Copy all of the data below, changing each "outline" to "contour" and keeping everything else the same. Omit the pictures.

**** Task data ****

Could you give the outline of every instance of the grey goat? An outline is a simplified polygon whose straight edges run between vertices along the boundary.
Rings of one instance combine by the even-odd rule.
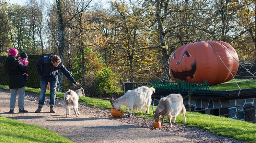
[[[164,117],[168,117],[170,127],[172,127],[172,122],[175,123],[177,116],[181,111],[184,117],[184,121],[187,121],[185,116],[186,109],[183,104],[183,99],[180,94],[171,94],[162,98],[160,99],[155,111],[154,111],[154,106],[152,108],[155,121],[159,121],[160,118],[162,117],[161,123],[162,125],[164,123]],[[171,122],[173,117],[173,119]]]

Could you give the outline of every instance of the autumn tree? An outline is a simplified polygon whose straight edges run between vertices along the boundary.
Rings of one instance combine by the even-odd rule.
[[[107,36],[108,65],[121,73],[124,81],[145,81],[159,63],[156,51],[149,43],[151,36],[146,11],[141,1],[111,3],[105,18],[110,26]],[[105,31],[105,34],[106,33]],[[105,53],[103,53],[105,54]],[[151,74],[150,73],[151,73]]]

****

**Finished exercise:**
Could you give the contour of every instance of the grey goat? An contour is a simplified polygon whose straight edges run between vertices along the boundary.
Rings of one instance combine by the even-odd rule.
[[[164,117],[168,117],[170,127],[172,127],[172,122],[175,123],[177,116],[181,111],[184,117],[184,121],[187,121],[185,116],[186,109],[183,104],[183,99],[180,94],[171,94],[162,98],[160,99],[155,111],[154,111],[154,106],[152,108],[155,121],[159,121],[160,118],[162,117],[161,123],[162,125],[164,123]],[[171,122],[173,117],[173,119]]]

Could you give the contour of every instance of the autumn tree? An contour is a simplified polygon whose straight edges run between vertices along the boundary.
Rings of one instance combine by the even-odd rule.
[[[107,36],[108,65],[121,73],[124,81],[145,81],[159,63],[156,51],[149,43],[151,36],[146,11],[141,1],[111,3],[105,18],[110,26]],[[105,31],[105,34],[106,33]],[[105,53],[103,53],[105,54]],[[151,74],[150,73],[151,73]]]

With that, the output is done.